DESCRIPTION OF THE TASK: Please carry the pytracemalloc documentation further, starting after its last sentence.

EXTRACTED TEXT:
Compile and install pytracemalloc

Dependencies:

  • Python 2.5 - 3.4
  • glib version 2
  • (optional) psutil to get the process memory. pytracemalloc is able to read the memory usage of the process on Linux without psutil.

Install:

/opt/mypython/bin/python setup.py install

API

Call tracemalloc.enable() as early as possible to get the most complete statistics. Otherwise, some Python memory allocations made by your application will be ignored by tracemalloc. Set PYTRACEMALLOC environment variable to 1 to enable tracing at Python startup.

Call tracemalloc.disable() to stop tracing memory allocations. It is automatically called at exit using the atexit module.

The version of the module is tracemalloc.__version__ (string, ex: "0.9.1").

Functions

  • enable()

    Start tracing Python memory allocations.

  • disable()

    Stop tracing Python memory allocations and stop the timer started by start_timer().

  • get_process_memory()

    Get the memory usage of the current process in bytes. Return None if the platform is not supported.

    Use the psutil module if available.

    New in pytracemalloc 0.8.

[Rows of box annotation data]
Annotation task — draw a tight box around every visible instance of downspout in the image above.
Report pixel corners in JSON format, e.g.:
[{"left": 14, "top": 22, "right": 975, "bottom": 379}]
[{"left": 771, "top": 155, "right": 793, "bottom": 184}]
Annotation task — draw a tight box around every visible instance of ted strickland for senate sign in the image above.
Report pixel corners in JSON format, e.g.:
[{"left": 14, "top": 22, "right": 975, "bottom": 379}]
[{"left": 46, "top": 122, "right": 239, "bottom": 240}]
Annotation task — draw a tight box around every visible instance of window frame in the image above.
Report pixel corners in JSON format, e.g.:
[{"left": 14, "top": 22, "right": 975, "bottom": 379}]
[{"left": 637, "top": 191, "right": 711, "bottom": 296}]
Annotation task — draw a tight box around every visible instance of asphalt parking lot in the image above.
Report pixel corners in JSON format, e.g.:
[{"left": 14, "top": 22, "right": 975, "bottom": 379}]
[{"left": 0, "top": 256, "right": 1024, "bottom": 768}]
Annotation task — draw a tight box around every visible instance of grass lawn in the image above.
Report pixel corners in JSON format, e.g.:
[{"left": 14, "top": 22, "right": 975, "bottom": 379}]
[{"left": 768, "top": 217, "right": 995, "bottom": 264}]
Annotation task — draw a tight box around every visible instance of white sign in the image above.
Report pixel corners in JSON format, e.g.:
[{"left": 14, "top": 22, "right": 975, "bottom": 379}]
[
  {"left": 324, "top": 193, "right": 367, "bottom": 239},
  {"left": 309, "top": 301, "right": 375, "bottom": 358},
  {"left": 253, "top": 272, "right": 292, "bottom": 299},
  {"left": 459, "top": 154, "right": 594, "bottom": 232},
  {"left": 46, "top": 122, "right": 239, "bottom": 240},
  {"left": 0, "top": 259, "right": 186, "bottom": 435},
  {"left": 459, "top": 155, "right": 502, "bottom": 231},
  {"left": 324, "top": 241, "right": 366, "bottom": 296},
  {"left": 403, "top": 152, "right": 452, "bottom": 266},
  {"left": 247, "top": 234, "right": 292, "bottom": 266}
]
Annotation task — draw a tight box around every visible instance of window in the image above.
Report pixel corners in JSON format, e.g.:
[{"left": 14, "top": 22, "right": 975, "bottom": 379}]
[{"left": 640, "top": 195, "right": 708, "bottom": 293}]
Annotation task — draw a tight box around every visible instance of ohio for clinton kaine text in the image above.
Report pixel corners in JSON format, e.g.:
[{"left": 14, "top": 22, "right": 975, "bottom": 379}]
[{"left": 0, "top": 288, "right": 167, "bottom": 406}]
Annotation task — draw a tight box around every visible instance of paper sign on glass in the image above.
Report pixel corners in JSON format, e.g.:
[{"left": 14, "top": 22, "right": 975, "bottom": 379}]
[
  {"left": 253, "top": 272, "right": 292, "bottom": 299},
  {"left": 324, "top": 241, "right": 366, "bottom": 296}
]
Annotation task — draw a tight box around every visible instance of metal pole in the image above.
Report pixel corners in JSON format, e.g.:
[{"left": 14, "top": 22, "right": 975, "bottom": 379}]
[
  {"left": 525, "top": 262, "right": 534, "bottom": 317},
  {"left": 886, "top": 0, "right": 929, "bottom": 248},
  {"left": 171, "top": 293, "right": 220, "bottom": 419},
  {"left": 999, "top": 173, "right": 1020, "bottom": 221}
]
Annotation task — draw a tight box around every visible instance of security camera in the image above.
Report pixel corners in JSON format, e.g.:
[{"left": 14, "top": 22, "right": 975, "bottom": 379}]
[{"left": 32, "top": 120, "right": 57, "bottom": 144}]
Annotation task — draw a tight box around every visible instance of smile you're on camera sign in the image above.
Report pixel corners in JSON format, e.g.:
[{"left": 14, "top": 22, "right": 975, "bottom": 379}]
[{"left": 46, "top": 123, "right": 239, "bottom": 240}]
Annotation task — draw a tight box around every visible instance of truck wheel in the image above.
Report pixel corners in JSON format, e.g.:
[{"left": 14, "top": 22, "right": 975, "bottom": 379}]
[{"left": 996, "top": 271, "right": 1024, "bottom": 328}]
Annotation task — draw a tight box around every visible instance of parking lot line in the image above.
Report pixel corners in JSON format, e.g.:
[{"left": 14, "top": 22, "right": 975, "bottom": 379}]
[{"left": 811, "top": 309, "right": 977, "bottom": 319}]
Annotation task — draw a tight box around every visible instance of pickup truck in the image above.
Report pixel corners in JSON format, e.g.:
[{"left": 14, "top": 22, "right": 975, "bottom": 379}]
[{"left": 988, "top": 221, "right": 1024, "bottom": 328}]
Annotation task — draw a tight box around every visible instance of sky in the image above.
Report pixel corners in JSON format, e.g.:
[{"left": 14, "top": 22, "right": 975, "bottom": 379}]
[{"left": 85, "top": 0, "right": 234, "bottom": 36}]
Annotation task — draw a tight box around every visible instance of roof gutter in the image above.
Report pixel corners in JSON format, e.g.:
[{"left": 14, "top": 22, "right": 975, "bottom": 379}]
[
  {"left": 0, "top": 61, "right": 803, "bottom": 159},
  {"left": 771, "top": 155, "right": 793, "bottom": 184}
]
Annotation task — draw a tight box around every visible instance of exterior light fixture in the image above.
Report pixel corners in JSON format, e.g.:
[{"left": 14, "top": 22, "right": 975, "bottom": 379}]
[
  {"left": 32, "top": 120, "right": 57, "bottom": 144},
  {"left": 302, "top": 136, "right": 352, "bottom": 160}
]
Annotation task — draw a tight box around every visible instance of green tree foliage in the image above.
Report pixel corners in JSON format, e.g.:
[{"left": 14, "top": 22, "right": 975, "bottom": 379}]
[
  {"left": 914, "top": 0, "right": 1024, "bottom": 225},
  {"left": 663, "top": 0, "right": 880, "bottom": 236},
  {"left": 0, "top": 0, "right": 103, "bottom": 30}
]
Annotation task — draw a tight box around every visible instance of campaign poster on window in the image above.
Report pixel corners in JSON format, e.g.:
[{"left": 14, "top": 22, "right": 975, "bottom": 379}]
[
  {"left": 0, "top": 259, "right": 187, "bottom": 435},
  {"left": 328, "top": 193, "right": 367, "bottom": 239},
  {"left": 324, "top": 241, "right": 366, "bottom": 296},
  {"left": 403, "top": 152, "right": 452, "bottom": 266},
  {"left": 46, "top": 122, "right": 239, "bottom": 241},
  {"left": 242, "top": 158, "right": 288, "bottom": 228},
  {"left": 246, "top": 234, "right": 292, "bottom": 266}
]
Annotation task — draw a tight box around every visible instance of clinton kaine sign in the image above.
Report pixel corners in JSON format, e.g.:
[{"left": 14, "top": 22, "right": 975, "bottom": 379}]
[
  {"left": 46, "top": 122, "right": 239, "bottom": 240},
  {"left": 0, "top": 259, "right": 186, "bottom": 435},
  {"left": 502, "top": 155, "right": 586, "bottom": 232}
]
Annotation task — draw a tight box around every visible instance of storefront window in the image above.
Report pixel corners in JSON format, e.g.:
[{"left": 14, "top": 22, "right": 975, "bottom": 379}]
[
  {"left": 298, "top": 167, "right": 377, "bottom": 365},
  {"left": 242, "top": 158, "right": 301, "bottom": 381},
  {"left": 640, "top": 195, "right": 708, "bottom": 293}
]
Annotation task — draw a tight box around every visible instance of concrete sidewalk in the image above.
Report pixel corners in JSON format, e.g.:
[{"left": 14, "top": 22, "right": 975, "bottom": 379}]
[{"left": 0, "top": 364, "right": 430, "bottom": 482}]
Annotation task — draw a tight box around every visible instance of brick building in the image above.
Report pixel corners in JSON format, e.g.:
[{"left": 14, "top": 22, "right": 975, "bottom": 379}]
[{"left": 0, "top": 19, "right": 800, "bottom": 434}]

OUTPUT OF THE TASK:
  • start_timer(delay: int, func: callable, args: tuple=(), kwargs: dict={})

    Start a timer calling func(*args, **kwargs) every delay seconds.

    The timer is based on the Python memory allocator, it is not real time. func is called after at least delay seconds, it is not called exactly after delay seconds if no Python memory allocation occurred.

    If start_timer() is called twice, previous parameters are replaced. The timer has a resolution of 1 second.

    start_timer() is used by DisplayTop and TakeSnapshot to run regulary a task.

  • stop_timer()

    Stop the timer started by start_timer().

Classes

  • DisplayGarbage(file=sys.stdout): Display new objects added to gc.garbage. By default, it displays uncollectable objects, see the documentation of gc.garbage. Use gc.set_debug(gc.DEBUG_SAVEALL) to display all deleted objects. Methods:

    • display(): display new objects added to gc.garbage since last call

    Attributes:

    • color (bool, default: stream.isatty()): if True, use colors
    • cumulative (bool, default: False): if True, display() displays all objects, if False, display() only displays new objects added to gc.garbage.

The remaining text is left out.